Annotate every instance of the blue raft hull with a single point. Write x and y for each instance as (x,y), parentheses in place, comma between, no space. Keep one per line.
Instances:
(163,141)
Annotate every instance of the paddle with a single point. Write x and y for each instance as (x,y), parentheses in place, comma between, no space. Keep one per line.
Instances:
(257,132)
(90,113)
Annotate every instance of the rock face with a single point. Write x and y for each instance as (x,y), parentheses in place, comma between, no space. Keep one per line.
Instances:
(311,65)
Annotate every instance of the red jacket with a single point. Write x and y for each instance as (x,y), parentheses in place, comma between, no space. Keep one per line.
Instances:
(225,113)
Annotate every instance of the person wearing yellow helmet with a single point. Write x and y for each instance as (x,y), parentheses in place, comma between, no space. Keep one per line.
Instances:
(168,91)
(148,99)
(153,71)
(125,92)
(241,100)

To do: The line containing "Annotate every instance of the person" and every line after it, through the last one above, should be written out word for word.

Reply:
Annotate every instance of the person wearing yellow helmet with a single point. Write x and y for each instance as (x,y), parentheses in place, comma between, no space. Keep one per line.
Instances:
(168,91)
(148,99)
(153,71)
(125,92)
(241,100)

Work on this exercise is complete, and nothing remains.